> _Problem to work on_:
In the op-ed excerpt, what did President Bush single out in his address to the nation as the model for United States success in Iraq?

> _Excerpted passage_:
NY Times, September 16, 2007
Op-Ed Contributor
What They’re Saying in Anbar Province
By GARY LANGER

IN his address to the nation on Thursday, President Bush singled out
progress in Anbar Province as the model for United States success in
Iraq. The president’s claims echoed those made earlier in the week by
Gen. David H. Petraeus, the top American commander in Iraq, in his
Congressional testimony. And they raised a question worth examining: Do
United States military alliances with Sunni tribal leaders truly reflect
a turning of hearts and minds away from Anbar’s bitter anti-Americanism?

The data from our latest Iraq poll suggest not.

Al Qaeda, it should be said, is overwhelmingly — almost unanimously —
unpopular in Anbar, as it is in the rest of Iraq. But our enemies’
enemies are not necessarily our friends. The United States, it turns
out, is equally unpopular there.

> _Information provided_:
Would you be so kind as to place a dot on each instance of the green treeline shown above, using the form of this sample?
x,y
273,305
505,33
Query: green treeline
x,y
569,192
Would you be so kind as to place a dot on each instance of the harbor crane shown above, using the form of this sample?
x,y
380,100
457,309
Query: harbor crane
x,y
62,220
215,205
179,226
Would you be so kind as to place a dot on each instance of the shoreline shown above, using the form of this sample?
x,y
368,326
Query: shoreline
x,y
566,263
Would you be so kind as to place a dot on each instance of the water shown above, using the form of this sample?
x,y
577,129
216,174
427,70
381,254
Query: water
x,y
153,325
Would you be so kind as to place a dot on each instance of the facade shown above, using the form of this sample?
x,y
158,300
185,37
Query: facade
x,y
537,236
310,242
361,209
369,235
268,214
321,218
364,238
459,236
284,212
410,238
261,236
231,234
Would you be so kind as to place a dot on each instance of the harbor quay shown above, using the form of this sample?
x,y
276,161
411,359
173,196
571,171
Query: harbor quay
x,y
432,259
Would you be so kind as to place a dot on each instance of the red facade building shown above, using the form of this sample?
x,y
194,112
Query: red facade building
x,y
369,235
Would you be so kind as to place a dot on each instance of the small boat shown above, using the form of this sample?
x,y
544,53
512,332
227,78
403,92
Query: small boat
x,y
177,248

==

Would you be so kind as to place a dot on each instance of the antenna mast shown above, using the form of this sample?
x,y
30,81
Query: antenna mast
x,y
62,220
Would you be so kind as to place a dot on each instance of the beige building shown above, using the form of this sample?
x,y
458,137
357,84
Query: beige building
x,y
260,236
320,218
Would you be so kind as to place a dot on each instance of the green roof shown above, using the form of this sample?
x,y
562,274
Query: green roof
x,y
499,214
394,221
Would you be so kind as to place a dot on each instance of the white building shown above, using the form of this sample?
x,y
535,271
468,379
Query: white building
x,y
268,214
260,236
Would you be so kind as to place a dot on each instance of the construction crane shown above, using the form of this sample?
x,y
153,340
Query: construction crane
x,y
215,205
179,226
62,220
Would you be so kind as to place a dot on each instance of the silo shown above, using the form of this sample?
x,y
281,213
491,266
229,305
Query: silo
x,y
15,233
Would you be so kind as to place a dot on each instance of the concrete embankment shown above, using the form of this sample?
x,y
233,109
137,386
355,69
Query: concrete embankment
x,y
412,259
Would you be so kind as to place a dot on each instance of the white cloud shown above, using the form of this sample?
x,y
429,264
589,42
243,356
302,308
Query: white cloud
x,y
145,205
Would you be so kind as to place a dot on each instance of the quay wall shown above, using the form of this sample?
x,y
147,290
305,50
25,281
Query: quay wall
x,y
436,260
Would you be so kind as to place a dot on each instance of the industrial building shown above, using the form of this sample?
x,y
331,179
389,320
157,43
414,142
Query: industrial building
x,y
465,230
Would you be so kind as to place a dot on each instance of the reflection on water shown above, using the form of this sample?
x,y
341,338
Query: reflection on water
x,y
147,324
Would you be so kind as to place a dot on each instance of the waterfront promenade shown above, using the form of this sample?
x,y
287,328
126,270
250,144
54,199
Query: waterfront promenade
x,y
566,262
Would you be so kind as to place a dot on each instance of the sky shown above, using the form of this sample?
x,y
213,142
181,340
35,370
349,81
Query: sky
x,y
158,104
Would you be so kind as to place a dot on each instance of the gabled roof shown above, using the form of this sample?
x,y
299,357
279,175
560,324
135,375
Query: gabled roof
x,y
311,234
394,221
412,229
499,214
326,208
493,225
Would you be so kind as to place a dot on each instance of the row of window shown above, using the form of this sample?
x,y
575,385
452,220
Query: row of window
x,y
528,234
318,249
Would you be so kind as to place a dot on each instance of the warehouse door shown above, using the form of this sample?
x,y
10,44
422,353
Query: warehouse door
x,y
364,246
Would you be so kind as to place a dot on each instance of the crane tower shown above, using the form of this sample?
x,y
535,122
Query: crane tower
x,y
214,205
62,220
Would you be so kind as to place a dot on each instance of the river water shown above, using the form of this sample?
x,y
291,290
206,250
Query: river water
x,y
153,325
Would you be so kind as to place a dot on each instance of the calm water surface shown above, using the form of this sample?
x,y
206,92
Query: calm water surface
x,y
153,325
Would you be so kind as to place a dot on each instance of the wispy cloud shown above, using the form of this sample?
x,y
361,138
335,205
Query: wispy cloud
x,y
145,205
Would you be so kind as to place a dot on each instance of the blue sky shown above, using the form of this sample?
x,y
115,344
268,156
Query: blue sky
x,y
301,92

> _Response to the task_:
Progress in Anbar Province.